> [WHAT THIS TASK INVOLVES]: Copy, word for word, each line of the data below from the first through the line containing "Target: green leaf", and stop there.

Segment Start: RECORDS SHOWN

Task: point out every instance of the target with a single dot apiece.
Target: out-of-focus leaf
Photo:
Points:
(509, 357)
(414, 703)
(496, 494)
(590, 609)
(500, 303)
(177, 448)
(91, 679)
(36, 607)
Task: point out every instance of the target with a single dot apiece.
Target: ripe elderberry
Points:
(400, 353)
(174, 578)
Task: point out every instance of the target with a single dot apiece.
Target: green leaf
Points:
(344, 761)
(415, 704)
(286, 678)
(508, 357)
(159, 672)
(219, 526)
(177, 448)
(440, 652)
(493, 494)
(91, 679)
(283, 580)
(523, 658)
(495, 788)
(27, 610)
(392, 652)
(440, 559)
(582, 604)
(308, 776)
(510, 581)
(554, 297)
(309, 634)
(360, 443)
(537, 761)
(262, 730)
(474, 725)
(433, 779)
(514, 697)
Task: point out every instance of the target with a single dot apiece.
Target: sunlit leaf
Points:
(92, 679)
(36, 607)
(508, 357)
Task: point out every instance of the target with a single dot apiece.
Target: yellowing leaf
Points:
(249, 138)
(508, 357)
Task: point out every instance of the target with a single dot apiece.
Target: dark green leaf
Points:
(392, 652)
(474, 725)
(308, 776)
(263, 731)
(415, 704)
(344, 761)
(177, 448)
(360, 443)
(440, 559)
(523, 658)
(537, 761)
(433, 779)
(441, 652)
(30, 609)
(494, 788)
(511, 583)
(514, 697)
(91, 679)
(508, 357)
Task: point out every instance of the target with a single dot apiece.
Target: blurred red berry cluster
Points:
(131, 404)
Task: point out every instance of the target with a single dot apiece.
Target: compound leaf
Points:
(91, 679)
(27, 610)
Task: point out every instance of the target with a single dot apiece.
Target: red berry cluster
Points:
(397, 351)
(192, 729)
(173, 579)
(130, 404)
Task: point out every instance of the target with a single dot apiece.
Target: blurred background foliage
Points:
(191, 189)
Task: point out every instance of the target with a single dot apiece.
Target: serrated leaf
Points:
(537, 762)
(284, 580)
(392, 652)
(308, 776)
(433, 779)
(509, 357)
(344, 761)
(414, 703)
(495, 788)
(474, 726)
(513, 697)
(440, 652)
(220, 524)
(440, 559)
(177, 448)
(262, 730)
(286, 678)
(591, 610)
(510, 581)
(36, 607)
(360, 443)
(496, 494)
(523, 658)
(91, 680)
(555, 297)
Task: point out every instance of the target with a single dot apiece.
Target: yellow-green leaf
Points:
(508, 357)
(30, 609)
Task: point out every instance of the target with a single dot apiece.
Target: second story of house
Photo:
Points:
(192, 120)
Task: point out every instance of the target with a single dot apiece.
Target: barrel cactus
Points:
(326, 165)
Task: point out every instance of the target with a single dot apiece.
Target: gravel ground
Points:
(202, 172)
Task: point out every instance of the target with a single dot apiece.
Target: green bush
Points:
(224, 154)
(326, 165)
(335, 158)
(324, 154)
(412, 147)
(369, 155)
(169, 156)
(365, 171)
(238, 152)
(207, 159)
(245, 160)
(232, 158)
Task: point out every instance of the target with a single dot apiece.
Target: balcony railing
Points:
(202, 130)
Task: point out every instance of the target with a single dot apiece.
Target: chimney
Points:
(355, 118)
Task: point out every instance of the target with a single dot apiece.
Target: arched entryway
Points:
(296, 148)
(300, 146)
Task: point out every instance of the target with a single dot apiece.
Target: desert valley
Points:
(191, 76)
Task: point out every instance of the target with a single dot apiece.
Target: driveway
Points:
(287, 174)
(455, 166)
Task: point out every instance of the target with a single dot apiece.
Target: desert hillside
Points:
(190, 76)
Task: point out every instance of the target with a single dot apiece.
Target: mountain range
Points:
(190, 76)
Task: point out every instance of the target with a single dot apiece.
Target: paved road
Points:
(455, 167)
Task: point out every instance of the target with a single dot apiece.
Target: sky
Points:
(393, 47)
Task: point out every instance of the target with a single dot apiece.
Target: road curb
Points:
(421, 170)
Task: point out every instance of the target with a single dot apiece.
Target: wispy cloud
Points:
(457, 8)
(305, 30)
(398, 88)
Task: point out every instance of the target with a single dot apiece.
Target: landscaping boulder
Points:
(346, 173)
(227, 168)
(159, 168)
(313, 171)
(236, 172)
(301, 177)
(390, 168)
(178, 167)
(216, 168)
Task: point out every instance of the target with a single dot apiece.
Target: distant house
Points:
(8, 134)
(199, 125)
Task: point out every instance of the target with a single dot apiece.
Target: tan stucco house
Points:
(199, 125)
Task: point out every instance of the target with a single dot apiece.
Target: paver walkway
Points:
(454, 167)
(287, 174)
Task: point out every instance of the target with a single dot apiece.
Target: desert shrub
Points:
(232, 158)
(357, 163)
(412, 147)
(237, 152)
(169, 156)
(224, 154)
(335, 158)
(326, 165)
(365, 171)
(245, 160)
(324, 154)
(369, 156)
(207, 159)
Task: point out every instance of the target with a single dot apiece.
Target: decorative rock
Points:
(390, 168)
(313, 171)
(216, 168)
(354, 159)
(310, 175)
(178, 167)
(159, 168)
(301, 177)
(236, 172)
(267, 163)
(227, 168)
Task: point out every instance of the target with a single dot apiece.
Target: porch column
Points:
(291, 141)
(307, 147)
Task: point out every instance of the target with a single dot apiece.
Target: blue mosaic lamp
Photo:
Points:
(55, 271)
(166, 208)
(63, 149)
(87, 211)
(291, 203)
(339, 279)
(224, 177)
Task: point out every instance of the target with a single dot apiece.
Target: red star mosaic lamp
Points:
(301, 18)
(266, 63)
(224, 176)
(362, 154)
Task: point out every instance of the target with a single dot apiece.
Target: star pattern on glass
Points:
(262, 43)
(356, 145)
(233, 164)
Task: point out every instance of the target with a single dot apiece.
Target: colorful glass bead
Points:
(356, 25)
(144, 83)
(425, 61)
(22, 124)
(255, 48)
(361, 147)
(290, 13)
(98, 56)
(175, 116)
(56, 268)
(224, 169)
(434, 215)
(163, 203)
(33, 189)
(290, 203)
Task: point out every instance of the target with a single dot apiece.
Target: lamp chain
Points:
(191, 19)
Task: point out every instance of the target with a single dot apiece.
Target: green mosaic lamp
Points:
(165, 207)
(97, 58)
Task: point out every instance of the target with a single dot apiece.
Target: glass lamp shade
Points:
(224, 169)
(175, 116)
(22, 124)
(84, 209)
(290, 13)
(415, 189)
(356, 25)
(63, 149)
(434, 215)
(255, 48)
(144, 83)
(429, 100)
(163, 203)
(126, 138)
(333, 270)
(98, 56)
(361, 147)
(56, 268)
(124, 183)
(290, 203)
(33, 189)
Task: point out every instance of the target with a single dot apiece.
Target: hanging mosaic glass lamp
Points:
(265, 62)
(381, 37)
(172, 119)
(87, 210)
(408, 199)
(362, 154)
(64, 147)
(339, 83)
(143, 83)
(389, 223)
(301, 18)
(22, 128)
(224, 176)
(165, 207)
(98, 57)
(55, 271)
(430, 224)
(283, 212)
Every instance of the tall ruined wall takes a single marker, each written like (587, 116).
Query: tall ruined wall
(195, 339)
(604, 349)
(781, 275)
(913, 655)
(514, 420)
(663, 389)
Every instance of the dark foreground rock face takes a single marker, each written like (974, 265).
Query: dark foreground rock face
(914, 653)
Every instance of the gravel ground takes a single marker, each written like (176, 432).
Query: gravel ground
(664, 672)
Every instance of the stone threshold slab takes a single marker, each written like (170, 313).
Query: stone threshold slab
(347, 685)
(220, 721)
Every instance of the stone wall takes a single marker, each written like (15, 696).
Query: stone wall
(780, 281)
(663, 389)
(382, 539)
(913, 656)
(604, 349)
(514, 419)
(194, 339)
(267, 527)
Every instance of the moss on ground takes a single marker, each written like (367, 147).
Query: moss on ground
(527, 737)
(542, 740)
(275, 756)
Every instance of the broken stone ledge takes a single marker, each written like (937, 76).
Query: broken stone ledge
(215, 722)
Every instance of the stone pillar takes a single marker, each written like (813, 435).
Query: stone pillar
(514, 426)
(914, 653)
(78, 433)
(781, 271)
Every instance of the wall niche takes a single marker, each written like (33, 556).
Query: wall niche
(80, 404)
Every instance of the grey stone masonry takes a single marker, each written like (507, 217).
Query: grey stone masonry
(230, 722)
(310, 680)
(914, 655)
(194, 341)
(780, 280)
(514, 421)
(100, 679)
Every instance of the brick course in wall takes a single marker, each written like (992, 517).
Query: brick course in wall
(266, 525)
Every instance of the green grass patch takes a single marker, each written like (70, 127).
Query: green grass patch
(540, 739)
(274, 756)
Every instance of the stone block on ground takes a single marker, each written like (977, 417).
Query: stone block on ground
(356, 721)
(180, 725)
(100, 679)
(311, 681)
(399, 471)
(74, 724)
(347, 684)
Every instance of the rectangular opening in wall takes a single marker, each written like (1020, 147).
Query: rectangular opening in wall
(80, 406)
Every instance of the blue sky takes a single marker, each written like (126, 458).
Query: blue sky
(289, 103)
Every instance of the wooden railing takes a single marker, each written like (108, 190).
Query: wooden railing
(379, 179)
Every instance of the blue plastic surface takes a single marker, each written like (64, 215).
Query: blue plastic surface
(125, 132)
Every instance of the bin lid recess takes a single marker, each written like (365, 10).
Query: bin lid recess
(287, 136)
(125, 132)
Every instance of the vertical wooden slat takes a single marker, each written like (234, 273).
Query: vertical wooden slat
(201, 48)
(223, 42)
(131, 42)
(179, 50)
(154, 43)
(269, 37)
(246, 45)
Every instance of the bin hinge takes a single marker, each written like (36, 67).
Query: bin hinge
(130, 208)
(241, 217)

Segment End: RECORDS SHOWN

> [RESULT]:
Task: point out every instance of the target with a single dot apiece.
Target: out-of-focus leaf
Photo:
Points:
(509, 357)
(414, 703)
(496, 494)
(590, 609)
(500, 303)
(177, 448)
(91, 679)
(36, 607)
Task: point out every instance of the target with a single dot apiece.
Target: ripe elderberry
Points:
(400, 353)
(174, 578)
Task: point out every instance of the target with a single dot apiece.
Target: green leaf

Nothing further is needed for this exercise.